Task description →
Print every line of the material below word for word, leaving out the pictures.

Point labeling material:
- - -
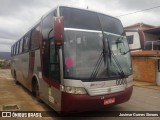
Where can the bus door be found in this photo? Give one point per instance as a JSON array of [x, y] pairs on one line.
[[50, 63], [31, 67]]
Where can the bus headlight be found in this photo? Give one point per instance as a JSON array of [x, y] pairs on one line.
[[75, 90]]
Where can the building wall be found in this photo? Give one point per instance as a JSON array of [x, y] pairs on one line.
[[144, 69]]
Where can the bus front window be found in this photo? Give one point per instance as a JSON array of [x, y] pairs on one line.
[[88, 37], [81, 51]]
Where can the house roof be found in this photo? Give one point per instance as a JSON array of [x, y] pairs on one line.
[[139, 25]]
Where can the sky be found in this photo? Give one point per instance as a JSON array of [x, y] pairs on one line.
[[17, 16]]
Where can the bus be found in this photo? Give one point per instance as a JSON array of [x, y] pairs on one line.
[[74, 60]]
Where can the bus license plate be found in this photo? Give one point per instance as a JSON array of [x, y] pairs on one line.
[[109, 101]]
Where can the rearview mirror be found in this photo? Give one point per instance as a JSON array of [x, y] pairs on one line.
[[58, 30]]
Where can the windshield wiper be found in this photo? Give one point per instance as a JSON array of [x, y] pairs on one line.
[[97, 67], [114, 57]]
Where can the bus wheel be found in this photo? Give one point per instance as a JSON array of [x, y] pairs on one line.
[[37, 91]]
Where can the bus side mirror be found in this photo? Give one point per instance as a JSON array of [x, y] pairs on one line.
[[58, 30]]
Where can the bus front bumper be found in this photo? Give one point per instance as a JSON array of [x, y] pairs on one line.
[[80, 103]]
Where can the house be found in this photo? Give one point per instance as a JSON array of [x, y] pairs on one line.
[[133, 32], [146, 62]]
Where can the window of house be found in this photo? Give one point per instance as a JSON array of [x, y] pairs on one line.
[[130, 39]]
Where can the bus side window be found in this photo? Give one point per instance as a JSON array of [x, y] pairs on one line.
[[35, 38]]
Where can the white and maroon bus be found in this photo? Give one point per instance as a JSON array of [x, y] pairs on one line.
[[74, 60]]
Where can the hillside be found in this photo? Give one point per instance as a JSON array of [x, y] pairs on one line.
[[5, 55]]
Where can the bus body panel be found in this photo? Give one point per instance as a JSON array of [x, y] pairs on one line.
[[101, 87], [21, 67], [79, 103]]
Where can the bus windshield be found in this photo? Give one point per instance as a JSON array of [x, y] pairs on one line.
[[86, 34]]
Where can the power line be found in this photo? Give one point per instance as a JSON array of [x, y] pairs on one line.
[[138, 11]]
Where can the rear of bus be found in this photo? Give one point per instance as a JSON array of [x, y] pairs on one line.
[[96, 61]]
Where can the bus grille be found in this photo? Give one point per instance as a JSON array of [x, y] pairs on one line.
[[106, 90]]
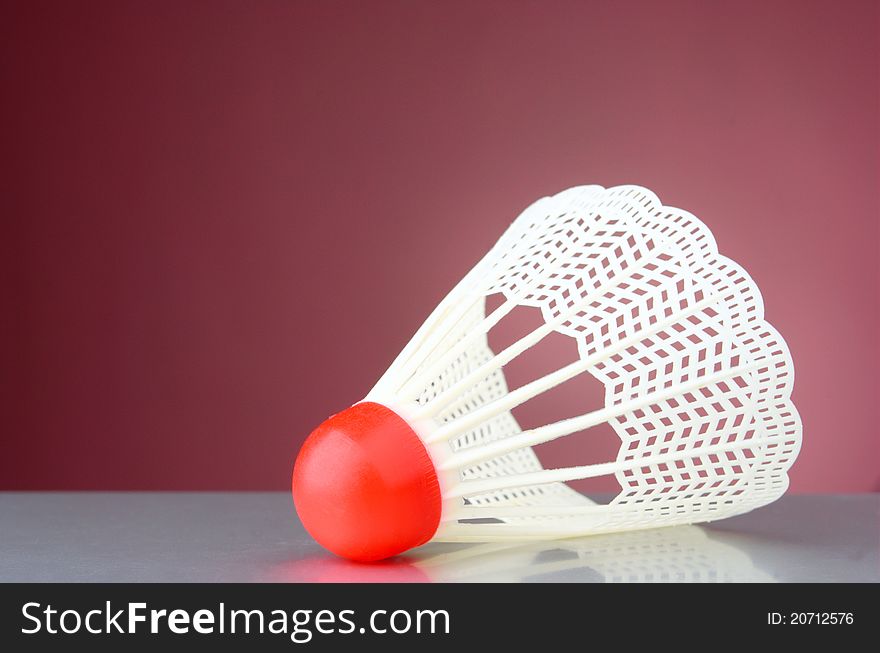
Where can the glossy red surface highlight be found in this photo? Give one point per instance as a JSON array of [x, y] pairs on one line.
[[364, 485]]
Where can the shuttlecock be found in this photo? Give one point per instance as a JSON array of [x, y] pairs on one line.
[[697, 388]]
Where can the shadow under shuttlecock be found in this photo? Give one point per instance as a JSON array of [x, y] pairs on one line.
[[678, 554]]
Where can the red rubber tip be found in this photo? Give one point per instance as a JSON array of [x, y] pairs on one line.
[[364, 485]]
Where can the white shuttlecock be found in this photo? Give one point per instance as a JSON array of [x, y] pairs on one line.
[[697, 388]]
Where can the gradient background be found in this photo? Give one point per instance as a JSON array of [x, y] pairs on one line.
[[222, 220]]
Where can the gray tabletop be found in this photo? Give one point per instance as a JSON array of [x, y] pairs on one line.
[[120, 537]]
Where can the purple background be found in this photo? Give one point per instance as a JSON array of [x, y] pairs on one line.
[[222, 220]]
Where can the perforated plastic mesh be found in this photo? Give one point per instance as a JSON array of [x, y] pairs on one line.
[[663, 555], [697, 383]]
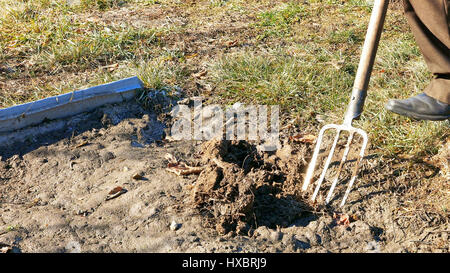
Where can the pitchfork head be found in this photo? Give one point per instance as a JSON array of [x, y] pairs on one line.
[[346, 127]]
- - -
Response →
Where can the bus door be found in this photo? Give one point per instance as a JSON array of [x, y] pairs on one line.
[[50, 63], [31, 67]]
Where can the bus headlight be found in this photo? Give one point per instance as a JSON array of [x, y] pairs on one line.
[[75, 90]]
Where can the building wall be found in this photo? Give one point per instance as a JSON array of [x, y] pairs on one line.
[[144, 69]]
Where can the bus front window be found in this photo? Give one point per instance as a JSON array of [x, y] pairs on one line.
[[88, 37], [81, 51]]
Where can the house roof be found in this photo? Give one point per instance as a JSON array of [x, y] pairs on one line.
[[139, 25]]
Where can the sky be found in this photo? Give one point per instance as a JSON array of [x, y] pairs on one line.
[[17, 16]]
Where can the bus be found in this photo? Give one point per instance as a JSON array of [x, y] pairs on one line.
[[74, 60]]
Where can the bus license plate be found in this photo? Give one point per instance as a JSON array of [x, y] pairs on one line.
[[109, 101]]
Where can the rearview mirror be found in this photo? Give one point per instance as a JSON array of [x, y] pairs on one line.
[[58, 30]]
Where can the windshield wiper be found in this photo? Give one point per instance as a JSON array of [x, y] pairs on one line.
[[97, 67], [114, 57]]
Where can the bus wheel be found in this photo? Give one point per instance as a JSON array of [x, y] pairs on one line.
[[37, 91]]
Where can the bus side mirror be found in this photo? Give one point per instance as a JSON array of [x, y] pairs on one line.
[[58, 30]]
Where can the bus front bumper be found in this photo? Give one point per instance as a JSON array of [x, y] pairs on one line.
[[80, 103]]
Where can the house be found in this photo? Give one point per instance as a JSON array of [x, y] pairs on one line.
[[133, 32], [146, 62]]
Where can the window of house be found in this photo? Give one point per instance as a JSON array of [x, y] pairs on one line.
[[130, 39]]
Where can the bus side window be found in this photo? Give one point per instance as a JSON array of [x, y] pairs on one line.
[[35, 38]]
Where can the white and maroon bus be found in this photo? Give one point per instance as a JSON array of [x, y] pairs on one line.
[[74, 60]]
Where can the hillside be found in this photo? Give one point per instance as a JSON array of [x, y] pairs on one line.
[[5, 55]]
Where can the bus body panel be found in this photo? Give one point per instance as a JSON array of [x, y] pairs on one line.
[[101, 87], [21, 67], [79, 103]]
Where can the bus windshield be found in this photo? Give one point per instance as a JSON array of [x, y] pairs on one line.
[[86, 34]]
Where can the power line be found in this photo? Give one point per instance as a JSON array of [x, y] pairs on one line.
[[138, 11]]
Where can the rear of bus be found in this photo? Give one point per instance as a JSON array of [x, y] pairs on one line.
[[96, 61]]
Where can the bus grille be found in this photo? Give one point per instance as a JSON array of [x, y] pairs on one line.
[[106, 90]]
Where can the glossy red surface highlight be found in this photo? Give one point per instance as a JSON array of [x, y] pairs on one line.
[[364, 485]]
Where can the shuttlecock be found in this photo? Give one point per instance as a JSON array of [x, y] pairs on one line.
[[697, 388]]
Where can the shadow under shuttlecock be found in this photo? Give one point per instance as a JSON array of [x, y] pairs on one line.
[[678, 554]]
Where can the red rubber tip be found in this photo? Give one point per instance as a JSON array of [x, y] pairs on one line.
[[364, 485]]
Where can the white shuttlecock be found in this photo? Give one point per instance as a JSON array of [x, y] pairs on one line.
[[697, 388]]
Where can the gradient background be found in this photo? Give one point per instance as a JSON array of [x, y] pairs on one line.
[[222, 220]]
Where can the gray tabletop be found in this photo? Give one point per instance as a JSON array of [x, y] pairs on one line.
[[120, 537]]
Where can the purple background be found in this photo? Give one point per instance as a JSON array of [x, y] pairs on one line.
[[222, 220]]
Where can the perforated plastic mesh be found in this photo? Give one point per instance as a JSON array of [x, y] pairs on one line.
[[663, 555], [697, 383]]
Where can the pitchfork head be found in this photo? Give one point per instance as a JSON array of [x, y] pairs on one line.
[[346, 127]]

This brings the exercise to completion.